— BEGIN Excerpt to read —
Infinite Resolution by Cristinel Stoica

AM I IN THE ANALOG OR DISCRETE PARTY?

Dear visitor,

I think that this contest stimulated in all of us the curiosity about the orientations of each of the participants: "is he or she on the discrete side, or on the continuous side?".

So I will try to clarify my position, which is somehow ambivalent.

At the present time, I put my hopes in a continuous spacetime, on which continuous fields "grow". This may be obvious from my essay, in which I stated that the solution I propose to the singularities requires a continuous spacetime. (Of course, I may be wrong and the spacetime be discrete.)

On the other hand, I do not exclude the possibility that, even in the conditions of continuous spacetime and fields, the world still may be discrete. I illustrate this with the example of vector graphics format in computer graphics. This type of format allows infinite resolution, but in the same time it is digital. Digital does not necessarily means pixelated, so discrete information still may describe a continuous spacetime.

Similarly, continuous spacetimes endowed with continuous fields may very well be describable by digital information. After all, all books on continuous mathematics and physics can be scanned into a computer.

I argued for the continuity of spacetime and fields, but I do not exclude the possibility that all the information contained in these fields can be compressed in a digital format. I wish I could write about this too in my essay, but I need to do more research in this direction.

Best regards,

Cristi

AM I IN THE ANALOG OR DISCRETE PARTY?

Part 2

Here is a link to some older work I did, named World Theory. It is a mathematical framework (based on sheaf theory) - a general mathematical structure which speaks about any possible world consisting in space, time, matter and laws of nature. It can be particularized to obtain many of our current theories in the foundational physics. In other words, to make abstraction of the particular solution we adopt, and to say the most general things we can say about the world. The intention was to write the laws in the most general possible form, so that we can compare them, and see which principles really contradict each other and which can be reconciliated on a higher level of generality. It was not a unified theory, just a unified framework.

The mathematical structure defined there can be particularized to most of the continuous, and of the discrete theories which are currently researched. In other words, two theories about space, time and matter, one which is discrete and another which is continuous, are both particular instantiation of the mathematical structure I named there "world". The matter is, in all cases, a section in a sheaf over space and time, and this notion works with both continuous and discrete spacetimes, as the examples I gave there show.

Although it would have been appropriate for the theme, because it brings under the same umbrella discrete and continuous, in the present essay I did not pursue this idea. The reason is that I spoke about the World Theory in my FQXi essay about time, Flowing with a Frozen River. There I used World Theory to discuss time, determinism and causality.

Best regards,

Cristi

Dear Ray,

thank you for the feedback. You understood well what I said in my essay: my solution to the singularities in general relativity requires spacetime and fields to be divisible ad infinitum.
— END Excerpt to read —
— BEGIN Data —
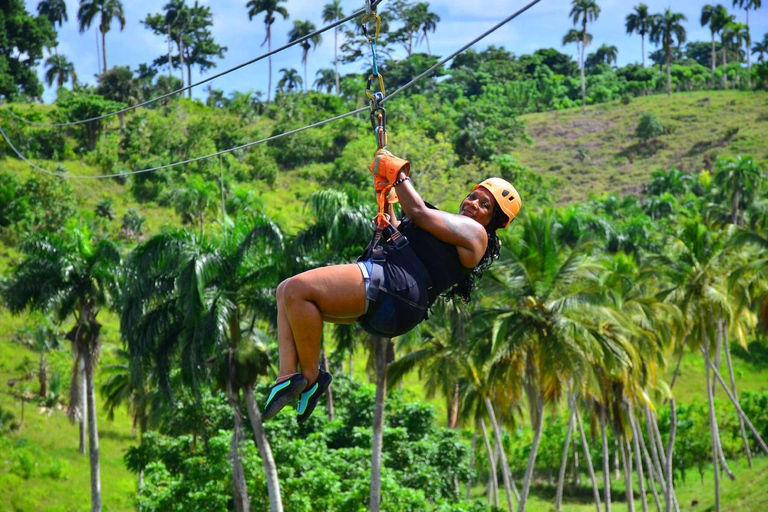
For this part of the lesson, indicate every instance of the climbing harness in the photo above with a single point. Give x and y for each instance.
(378, 112)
— END Data —
- [Aim of the exercise]: In the post about the analog and discrete party, condense the paragraph beginning "On the other hand, I do not exclude" into a short bulleted list of its main points.

- [Task answer]:
- Even if spacetime and fields are continuous, the world may still be discrete.
- Vector graphics in computer graphics illustrate this: the format is digital yet allows infinite resolution.
- Digital does not necessarily mean pixelated, so discrete information may still describe a continuous spacetime.